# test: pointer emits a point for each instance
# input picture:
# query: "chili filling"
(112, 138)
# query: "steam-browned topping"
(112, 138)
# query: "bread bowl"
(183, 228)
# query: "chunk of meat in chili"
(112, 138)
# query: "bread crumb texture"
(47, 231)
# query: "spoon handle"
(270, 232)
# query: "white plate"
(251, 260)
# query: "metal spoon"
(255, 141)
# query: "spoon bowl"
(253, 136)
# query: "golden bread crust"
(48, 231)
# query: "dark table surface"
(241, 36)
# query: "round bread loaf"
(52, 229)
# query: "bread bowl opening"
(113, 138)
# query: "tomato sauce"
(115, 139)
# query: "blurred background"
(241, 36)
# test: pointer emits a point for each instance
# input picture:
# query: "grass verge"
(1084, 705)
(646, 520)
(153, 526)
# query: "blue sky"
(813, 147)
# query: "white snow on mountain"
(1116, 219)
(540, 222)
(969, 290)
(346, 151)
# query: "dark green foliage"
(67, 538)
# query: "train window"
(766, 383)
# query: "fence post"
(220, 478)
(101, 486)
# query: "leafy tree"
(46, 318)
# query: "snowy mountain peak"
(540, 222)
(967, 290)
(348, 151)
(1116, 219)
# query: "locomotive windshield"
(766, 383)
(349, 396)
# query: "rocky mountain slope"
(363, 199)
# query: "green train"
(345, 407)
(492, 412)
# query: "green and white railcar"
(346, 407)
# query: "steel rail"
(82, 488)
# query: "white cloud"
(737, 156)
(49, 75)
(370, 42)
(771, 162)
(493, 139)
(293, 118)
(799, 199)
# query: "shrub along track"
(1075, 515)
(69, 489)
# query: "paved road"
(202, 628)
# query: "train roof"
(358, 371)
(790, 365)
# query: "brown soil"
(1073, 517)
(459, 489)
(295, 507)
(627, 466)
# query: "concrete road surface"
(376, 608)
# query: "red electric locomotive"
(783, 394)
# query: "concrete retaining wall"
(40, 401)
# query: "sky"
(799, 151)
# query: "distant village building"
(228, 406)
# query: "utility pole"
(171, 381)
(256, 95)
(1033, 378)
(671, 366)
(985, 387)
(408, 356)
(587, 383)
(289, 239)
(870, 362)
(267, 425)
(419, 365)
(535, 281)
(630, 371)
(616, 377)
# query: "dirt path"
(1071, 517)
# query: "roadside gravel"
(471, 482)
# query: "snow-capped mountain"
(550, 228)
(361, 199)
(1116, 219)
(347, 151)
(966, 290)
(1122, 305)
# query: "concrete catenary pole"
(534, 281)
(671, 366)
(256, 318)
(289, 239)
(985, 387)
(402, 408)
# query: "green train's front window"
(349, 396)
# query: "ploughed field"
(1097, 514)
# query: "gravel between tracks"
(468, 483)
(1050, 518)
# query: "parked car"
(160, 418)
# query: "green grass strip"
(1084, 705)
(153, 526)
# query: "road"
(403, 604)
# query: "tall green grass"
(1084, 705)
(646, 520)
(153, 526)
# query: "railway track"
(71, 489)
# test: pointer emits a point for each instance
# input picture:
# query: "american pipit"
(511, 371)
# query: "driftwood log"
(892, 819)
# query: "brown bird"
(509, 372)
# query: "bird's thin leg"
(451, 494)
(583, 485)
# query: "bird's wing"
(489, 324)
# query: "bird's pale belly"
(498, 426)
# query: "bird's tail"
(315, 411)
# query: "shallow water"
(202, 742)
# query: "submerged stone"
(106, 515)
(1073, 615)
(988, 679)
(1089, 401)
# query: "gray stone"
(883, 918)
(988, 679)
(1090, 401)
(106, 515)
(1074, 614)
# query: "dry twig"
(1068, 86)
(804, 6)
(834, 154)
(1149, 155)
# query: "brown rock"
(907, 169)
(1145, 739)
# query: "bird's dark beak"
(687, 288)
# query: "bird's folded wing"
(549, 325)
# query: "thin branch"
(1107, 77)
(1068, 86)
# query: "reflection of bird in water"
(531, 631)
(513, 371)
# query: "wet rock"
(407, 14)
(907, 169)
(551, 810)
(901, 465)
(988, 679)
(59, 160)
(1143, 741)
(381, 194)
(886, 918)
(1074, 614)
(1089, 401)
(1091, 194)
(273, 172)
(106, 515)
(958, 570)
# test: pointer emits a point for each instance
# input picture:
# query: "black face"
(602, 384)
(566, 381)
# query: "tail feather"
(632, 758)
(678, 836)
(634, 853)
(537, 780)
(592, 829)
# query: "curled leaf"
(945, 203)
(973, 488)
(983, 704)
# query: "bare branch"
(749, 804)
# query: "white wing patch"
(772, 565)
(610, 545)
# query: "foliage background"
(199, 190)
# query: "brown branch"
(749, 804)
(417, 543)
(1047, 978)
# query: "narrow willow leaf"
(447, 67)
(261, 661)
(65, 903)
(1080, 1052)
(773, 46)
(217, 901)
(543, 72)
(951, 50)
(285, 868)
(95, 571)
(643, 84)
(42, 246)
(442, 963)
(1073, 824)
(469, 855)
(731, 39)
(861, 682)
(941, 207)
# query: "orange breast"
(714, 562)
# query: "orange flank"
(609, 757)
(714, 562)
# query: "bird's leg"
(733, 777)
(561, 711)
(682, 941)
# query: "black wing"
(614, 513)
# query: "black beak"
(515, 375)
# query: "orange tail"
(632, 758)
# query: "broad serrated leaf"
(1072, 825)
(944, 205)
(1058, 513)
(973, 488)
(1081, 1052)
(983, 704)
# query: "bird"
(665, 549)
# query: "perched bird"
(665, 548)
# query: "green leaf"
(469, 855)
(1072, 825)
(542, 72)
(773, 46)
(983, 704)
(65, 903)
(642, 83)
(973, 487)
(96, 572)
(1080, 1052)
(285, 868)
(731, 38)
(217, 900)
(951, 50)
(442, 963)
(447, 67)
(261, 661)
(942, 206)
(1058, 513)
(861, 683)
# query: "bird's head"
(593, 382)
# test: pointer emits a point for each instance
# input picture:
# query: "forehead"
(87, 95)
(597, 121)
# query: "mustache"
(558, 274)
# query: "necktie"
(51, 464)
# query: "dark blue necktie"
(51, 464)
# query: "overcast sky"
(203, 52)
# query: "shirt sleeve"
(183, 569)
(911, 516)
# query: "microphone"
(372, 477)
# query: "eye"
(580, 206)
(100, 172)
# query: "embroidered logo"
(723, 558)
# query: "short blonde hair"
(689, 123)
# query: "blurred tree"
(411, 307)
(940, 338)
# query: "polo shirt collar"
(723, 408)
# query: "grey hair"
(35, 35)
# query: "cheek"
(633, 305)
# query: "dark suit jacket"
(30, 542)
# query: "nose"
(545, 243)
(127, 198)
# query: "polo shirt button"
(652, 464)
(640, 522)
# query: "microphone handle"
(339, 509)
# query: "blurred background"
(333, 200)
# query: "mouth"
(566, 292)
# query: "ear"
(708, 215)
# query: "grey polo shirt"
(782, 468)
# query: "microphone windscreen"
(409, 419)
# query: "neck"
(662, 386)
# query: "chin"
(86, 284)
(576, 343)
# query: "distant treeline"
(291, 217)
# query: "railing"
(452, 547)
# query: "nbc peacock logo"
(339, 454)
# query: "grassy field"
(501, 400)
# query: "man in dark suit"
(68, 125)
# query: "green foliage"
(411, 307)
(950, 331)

################

DESCRIPTION OF THE TASK: Transcribe the full listing above without leaving anything out.

THE COMPLETED TASK:
# test: pointer emits a point for each instance
# input picture:
# query: "chili filling"
(112, 138)
# query: "steam-browned topping"
(112, 138)
# query: "bread bowl"
(183, 228)
# query: "chunk of meat in chili"
(112, 138)
# query: "bread crumb texture"
(47, 231)
# query: "spoon handle"
(270, 232)
# query: "white plate"
(251, 260)
# query: "metal spoon"
(255, 141)
# query: "spoon bowl"
(253, 136)
# query: "golden bread crust"
(48, 231)
# query: "dark table surface"
(241, 36)
# query: "round bread loaf"
(52, 229)
# query: "bread bowl opening"
(113, 138)
# query: "tomato sauce"
(115, 139)
# query: "blurred background"
(241, 36)
# test: pointer emits a point for each instance
# input picture:
# query: "grass verge"
(1084, 705)
(646, 520)
(153, 526)
# query: "blue sky"
(813, 147)
# query: "white snow on mountain"
(1116, 219)
(540, 222)
(969, 290)
(346, 151)
# query: "dark green foliage"
(67, 538)
# query: "train window"
(766, 383)
# query: "fence post"
(220, 478)
(101, 486)
# query: "leafy tree"
(46, 318)
# query: "snowy mountain peak"
(540, 222)
(967, 290)
(348, 151)
(1116, 219)
# query: "locomotive windshield"
(766, 383)
(349, 396)
# query: "rocky mountain slope"
(363, 199)
# query: "green train"
(345, 407)
(492, 412)
# query: "green and white railcar"
(346, 407)
# query: "steel rail"
(82, 488)
# query: "white cloud"
(737, 156)
(49, 75)
(370, 42)
(771, 162)
(493, 139)
(293, 118)
(799, 199)
# query: "shrub along track"
(1075, 515)
(69, 489)
# query: "paved road"
(202, 628)
# query: "train roof"
(358, 371)
(790, 365)
# query: "brown soil"
(1073, 517)
(459, 489)
(295, 507)
(627, 466)
# query: "concrete road surface"
(376, 608)
# query: "red electric locomotive"
(783, 394)
# query: "concrete retaining wall"
(40, 401)
# query: "sky"
(799, 151)
# query: "distant village building"
(228, 406)
# query: "utility pole"
(171, 381)
(256, 95)
(1033, 378)
(671, 366)
(985, 387)
(408, 356)
(587, 383)
(289, 239)
(870, 362)
(267, 425)
(419, 365)
(535, 281)
(630, 371)
(616, 377)
# query: "dirt path"
(1071, 517)
# query: "roadside gravel"
(471, 482)
# query: "snow-capped mountain"
(550, 228)
(361, 199)
(1116, 219)
(347, 151)
(966, 290)
(1122, 305)
# query: "concrete catenary pole"
(534, 281)
(671, 366)
(256, 318)
(289, 239)
(985, 387)
(402, 408)
# query: "green train's front window"
(349, 396)
# query: "ploughed field"
(1097, 514)
# query: "gravel between tracks"
(468, 483)
(1050, 518)
# query: "parked car"
(160, 418)
# query: "green grass strip"
(1084, 705)
(153, 526)
# query: "road"
(403, 604)
# query: "tall green grass"
(1084, 705)
(646, 520)
(153, 526)
# query: "railway track"
(71, 489)
# test: pointer emits a point for each instance
# input picture:
# query: "american pipit"
(511, 371)
# query: "driftwood log"
(892, 819)
# query: "brown bird"
(509, 372)
# query: "bird's thin leg"
(451, 494)
(583, 485)
# query: "bird's wing"
(489, 324)
# query: "bird's pale belly"
(498, 426)
# query: "bird's tail"
(315, 411)
# query: "shallow water"
(202, 742)
# query: "submerged stone"
(106, 515)
(1073, 615)
(988, 679)
(1089, 401)
# query: "gray stone"
(883, 918)
(988, 679)
(1090, 401)
(106, 515)
(1074, 614)
# query: "dry twig"
(1068, 86)
(804, 6)
(834, 154)
(1149, 155)
# query: "brown rock"
(907, 169)
(1145, 739)
# query: "bird's dark beak"
(687, 288)
# query: "bird's folded wing"
(549, 325)
# query: "thin branch"
(1107, 77)
(1068, 86)
# query: "reflection of bird in water"
(531, 631)
(513, 371)
# query: "wet rock"
(407, 14)
(907, 169)
(551, 810)
(901, 465)
(988, 679)
(59, 160)
(1143, 741)
(381, 194)
(886, 918)
(1074, 614)
(1089, 401)
(1091, 194)
(273, 172)
(106, 515)
(958, 570)
# test: pointer emits a point for each instance
# input picture:
# query: "black face"
(602, 384)
(566, 381)
# query: "tail feather"
(632, 758)
(678, 836)
(634, 853)
(537, 780)
(592, 829)
# query: "curled leaf"
(945, 203)
(973, 488)
(983, 704)
# query: "bare branch"
(749, 804)
# query: "white wing patch"
(772, 565)
(610, 545)
# query: "foliage background"
(199, 190)
# query: "brown branch"
(749, 804)
(417, 543)
(1047, 978)
# query: "narrow willow leaf"
(447, 67)
(261, 661)
(65, 903)
(1080, 1052)
(773, 46)
(217, 901)
(543, 72)
(951, 50)
(285, 868)
(95, 571)
(643, 84)
(42, 246)
(442, 963)
(1073, 824)
(469, 855)
(731, 39)
(861, 682)
(941, 207)
# query: "orange breast"
(714, 562)
# query: "orange flank"
(609, 757)
(714, 562)
# query: "bird's leg"
(733, 777)
(561, 711)
(682, 941)
# query: "black wing"
(614, 513)
# query: "black beak"
(515, 375)
# query: "orange tail"
(632, 758)
# query: "broad serrated leaf"
(1072, 825)
(944, 205)
(1058, 513)
(973, 488)
(1081, 1052)
(983, 704)
# query: "bird"
(665, 549)
# query: "perched bird"
(665, 548)
# query: "green leaf"
(469, 855)
(1072, 825)
(542, 72)
(773, 46)
(983, 704)
(65, 903)
(642, 83)
(973, 487)
(96, 572)
(1080, 1052)
(285, 868)
(731, 38)
(217, 900)
(951, 50)
(442, 963)
(447, 67)
(261, 661)
(942, 206)
(1058, 513)
(861, 683)
# query: "bird's head"
(593, 382)
# test: pointer emits a point for each instance
# input picture:
# query: "forehead"
(87, 95)
(597, 121)
# query: "mustache"
(558, 274)
# query: "necktie"
(51, 464)
# query: "dark blue necktie"
(51, 464)
# query: "overcast sky"
(203, 52)
# query: "shirt sleeve"
(183, 569)
(911, 516)
# query: "microphone"
(372, 477)
# query: "eye"
(580, 206)
(100, 172)
# query: "embroidered logo"
(723, 558)
# query: "short blonde hair"
(689, 123)
# query: "blurred tree"
(411, 307)
(940, 338)
# query: "polo shirt collar"
(723, 408)
# query: "grey hair"
(35, 35)
# query: "cheek"
(633, 305)
# query: "dark suit jacket"
(30, 542)
# query: "nose"
(545, 243)
(127, 198)
# query: "polo shirt button"
(652, 464)
(640, 522)
# query: "microphone handle"
(339, 509)
# query: "blurred background"
(333, 200)
# query: "mouth"
(566, 292)
# query: "ear"
(708, 215)
# query: "grey polo shirt"
(782, 468)
# query: "microphone windscreen"
(409, 419)
# query: "neck"
(662, 386)
# query: "chin"
(86, 284)
(576, 343)
# query: "distant treeline"
(291, 217)
# query: "railing"
(452, 547)
# query: "nbc peacock logo"
(339, 454)
# query: "grassy field"
(501, 400)
# query: "man in dark suit"
(68, 125)
# query: "green foliage"
(411, 307)
(950, 331)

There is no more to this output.